[Begin Data entries]

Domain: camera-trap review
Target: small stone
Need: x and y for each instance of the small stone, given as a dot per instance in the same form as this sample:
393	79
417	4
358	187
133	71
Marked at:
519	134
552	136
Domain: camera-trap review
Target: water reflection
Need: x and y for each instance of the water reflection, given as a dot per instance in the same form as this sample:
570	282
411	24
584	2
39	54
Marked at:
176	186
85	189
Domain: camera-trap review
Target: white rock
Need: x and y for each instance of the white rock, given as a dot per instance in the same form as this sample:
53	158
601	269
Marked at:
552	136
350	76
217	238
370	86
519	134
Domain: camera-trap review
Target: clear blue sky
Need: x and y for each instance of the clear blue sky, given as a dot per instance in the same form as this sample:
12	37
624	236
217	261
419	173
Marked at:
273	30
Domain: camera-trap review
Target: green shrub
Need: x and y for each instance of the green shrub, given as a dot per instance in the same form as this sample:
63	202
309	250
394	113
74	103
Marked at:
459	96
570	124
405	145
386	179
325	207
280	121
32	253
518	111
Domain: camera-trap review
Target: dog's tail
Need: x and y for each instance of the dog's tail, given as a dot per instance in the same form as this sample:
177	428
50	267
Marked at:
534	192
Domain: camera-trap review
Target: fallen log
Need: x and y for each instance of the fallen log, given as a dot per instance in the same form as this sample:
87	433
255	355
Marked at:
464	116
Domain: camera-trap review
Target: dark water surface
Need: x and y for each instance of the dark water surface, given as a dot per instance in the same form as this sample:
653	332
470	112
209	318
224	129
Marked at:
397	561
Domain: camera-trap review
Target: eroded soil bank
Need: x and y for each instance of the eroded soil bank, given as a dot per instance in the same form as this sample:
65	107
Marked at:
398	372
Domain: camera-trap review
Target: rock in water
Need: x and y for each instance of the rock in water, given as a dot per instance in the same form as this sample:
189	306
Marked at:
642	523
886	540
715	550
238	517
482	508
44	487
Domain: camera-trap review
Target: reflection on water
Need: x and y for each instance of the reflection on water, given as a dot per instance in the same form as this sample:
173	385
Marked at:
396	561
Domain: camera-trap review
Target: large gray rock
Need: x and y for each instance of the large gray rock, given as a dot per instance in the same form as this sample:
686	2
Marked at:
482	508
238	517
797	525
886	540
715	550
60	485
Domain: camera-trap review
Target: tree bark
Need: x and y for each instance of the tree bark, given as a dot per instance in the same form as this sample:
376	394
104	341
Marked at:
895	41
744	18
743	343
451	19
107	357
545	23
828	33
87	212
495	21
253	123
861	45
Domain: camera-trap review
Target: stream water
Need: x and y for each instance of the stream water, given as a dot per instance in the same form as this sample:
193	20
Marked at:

[End Data entries]

Above are some records; extract every one of them exactly.

Exercise output:
Domain: camera-trap review
Target: small stone
Need: x and y for each instance of the small stone, given as a dot per instance in the same form as this sample:
393	79
417	4
358	187
133	71
Marked at:
519	134
552	136
Domain: camera-trap review
Target: water reflection
Need: x and y for each instance of the water reflection, given as a dot per instance in the same form as this sample:
570	282
411	24
584	2
39	54
Marked at:
176	186
85	189
Domain: camera-trap review
Target: white rock
Need: x and y for each instance of the white rock, given as a dot per instance in the same form as this sample:
53	158
601	269
Marked at:
552	136
350	76
217	238
370	86
519	134
Domain: camera-trap review
Target: clear blue sky
Need: x and y for each instance of the clear blue sky, given as a dot per instance in the same form as this sample:
12	37
624	236
217	261
419	173
Marked at:
273	30
Domain: camera-trap review
Target: green shrub
Need: x and y for each instance of the green shrub, given as a dot per instance in the same form as this sample:
63	202
309	250
394	113
74	103
Marked at:
459	96
570	124
405	145
386	179
325	207
280	121
32	253
518	111
Domain: camera-trap review
Target: dog's tail
Need: x and y for each instance of the dog's tail, given as a dot per instance in the same form as this sample:
177	428
50	267
Marked at:
534	192
Domain: camera-trap review
Target: fallen log
Need: x and y for each instance of the fallen log, given as a dot per instance in the same form as this sample:
87	433
255	355
Marked at:
464	116
Domain: camera-trap review
Target: dark water surface
Need: x and y for each instance of the dark water surface, given as a dot per instance in the same form as this sample:
653	332
470	112
209	318
224	129
Marked at:
397	561
Domain: camera-trap review
Target: eroded soil bank
Need: x and y for each instance of the eroded soil bank, given as a dot per instance in the same form as this sample:
65	107
Marked at:
398	372
Domain: camera-trap review
Target: rock in water
Need: x and y for each instance of the rock in water, given as a dot per instance in the same form as this sample:
189	306
Marked at:
642	523
886	540
715	550
238	517
482	508
44	487
Domain: camera-trap review
Target: reflection on water
Need: x and y for each instance of the reflection on water, given as a dot per instance in the same form as this sample:
173	385
Marked at:
396	561
Domain: camera-trap review
Target: large gray rock
Need: x and y for each instance of the large gray rock, given as a dot per instance in the same form as this sample:
686	2
Marked at:
482	508
238	517
797	525
886	540
715	550
60	485
Domain: camera-trap review
Target: tree bark
Need: x and y for each instance of the tree bark, given as a dot per instance in the same form as this sample:
376	394
104	341
Marked at:
895	41
744	18
743	343
451	19
107	357
545	23
828	33
87	212
495	21
253	123
861	45
Domain: camera-trap review
Target: stream water
Need: x and y for each instance of the stream water, given as a dot per instance in the same form as this sample:
193	20
Marked at:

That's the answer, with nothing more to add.